▸ EXTRACTED INFORMATION
[Start of section]

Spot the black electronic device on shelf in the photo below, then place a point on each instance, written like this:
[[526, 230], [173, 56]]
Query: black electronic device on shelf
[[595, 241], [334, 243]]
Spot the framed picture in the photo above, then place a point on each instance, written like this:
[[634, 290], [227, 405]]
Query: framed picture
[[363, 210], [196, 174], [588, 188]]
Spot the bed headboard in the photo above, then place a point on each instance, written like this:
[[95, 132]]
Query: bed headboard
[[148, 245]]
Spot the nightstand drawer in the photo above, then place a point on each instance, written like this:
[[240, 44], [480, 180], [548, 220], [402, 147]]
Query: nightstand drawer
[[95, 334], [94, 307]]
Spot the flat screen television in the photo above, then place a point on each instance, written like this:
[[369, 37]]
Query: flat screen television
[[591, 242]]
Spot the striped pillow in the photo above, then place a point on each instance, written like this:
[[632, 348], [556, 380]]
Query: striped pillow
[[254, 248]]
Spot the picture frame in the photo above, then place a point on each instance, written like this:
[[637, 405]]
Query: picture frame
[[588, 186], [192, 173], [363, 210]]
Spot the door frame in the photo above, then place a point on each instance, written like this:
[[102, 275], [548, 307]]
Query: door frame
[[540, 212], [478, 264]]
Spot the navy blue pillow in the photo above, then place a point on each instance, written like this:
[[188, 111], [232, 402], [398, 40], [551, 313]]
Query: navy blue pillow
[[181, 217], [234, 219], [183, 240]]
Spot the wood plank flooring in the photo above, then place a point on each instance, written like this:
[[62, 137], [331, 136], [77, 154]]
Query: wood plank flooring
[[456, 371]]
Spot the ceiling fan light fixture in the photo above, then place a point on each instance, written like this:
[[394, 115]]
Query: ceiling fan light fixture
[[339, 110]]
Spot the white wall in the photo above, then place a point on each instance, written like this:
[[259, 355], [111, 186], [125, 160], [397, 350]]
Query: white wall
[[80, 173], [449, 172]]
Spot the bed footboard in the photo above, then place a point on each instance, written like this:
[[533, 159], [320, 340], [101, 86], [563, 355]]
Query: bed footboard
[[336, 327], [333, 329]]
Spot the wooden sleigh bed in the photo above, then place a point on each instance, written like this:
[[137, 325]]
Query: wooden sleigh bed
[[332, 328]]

[End of section]

▸ GOAL OF THE EXERCISE
I would like you to output every record exactly as written.

▸ WORKED SOLUTION
Spot the black electronic device on shelf in the photo below, then place a point on each instance, written like this:
[[526, 230], [173, 56]]
Query: black electronic device on shelf
[[595, 241], [334, 243]]
Spot the framed picture in the photo above, then place a point on each instance, written like this:
[[634, 290], [227, 405]]
Query: framed picture
[[363, 210], [196, 174], [588, 188]]
Spot the bed headboard in the photo above, then place a point on each instance, written like this:
[[95, 132]]
Query: bed headboard
[[148, 245]]
Spot the nightstand drawer in the photo above, then place a point on each instance, written like this:
[[240, 44], [480, 180], [548, 220], [402, 147]]
Query: nightstand drawer
[[95, 334], [94, 307]]
Spot the flat screen television in the photo above, then place a point on each instance, written like this:
[[369, 37]]
Query: flat screen television
[[591, 242]]
Spot the striped pillow in the photo above, then place a point on each instance, written like this:
[[632, 348], [556, 380]]
Query: striped pillow
[[254, 248]]
Spot the picture frame in the photo above, then place a point on each instance, written like this:
[[637, 405]]
Query: picture frame
[[588, 186], [192, 173], [363, 210]]
Spot the door frame in the photo above, then place a point on each instance, written like this:
[[102, 275], [548, 307]]
Query: door frame
[[540, 212], [478, 264]]
Spot the navy blue pillow in the photo above, then place a point on each instance, written like this:
[[188, 111], [232, 402], [398, 40], [551, 313]]
Query: navy blue pillow
[[181, 217], [234, 219], [183, 240]]
Spot the wood plank flooring in the photo above, then place a point on each instance, written like this:
[[62, 137], [331, 136], [77, 154]]
Query: wood plank flooring
[[456, 371]]
Spot the ceiling fan light fixture in the photo above, then place a point on each instance, written like this:
[[394, 115]]
Query: ceiling fan light fixture
[[339, 110]]
Spot the white wall in the photo above, then place a point on each instance, written like this:
[[259, 355], [111, 186], [125, 160], [397, 350]]
Query: white wall
[[80, 173], [449, 172]]
Spot the bed footboard in the photo above, then place a point on each instance, written like this:
[[533, 159], [320, 340], [101, 86], [563, 355]]
Query: bed footboard
[[336, 327], [333, 329]]
Spot the wooden sleigh bed in the photo above, then place a point on each instance, written like this:
[[137, 325]]
Query: wooden sleigh bed
[[332, 328]]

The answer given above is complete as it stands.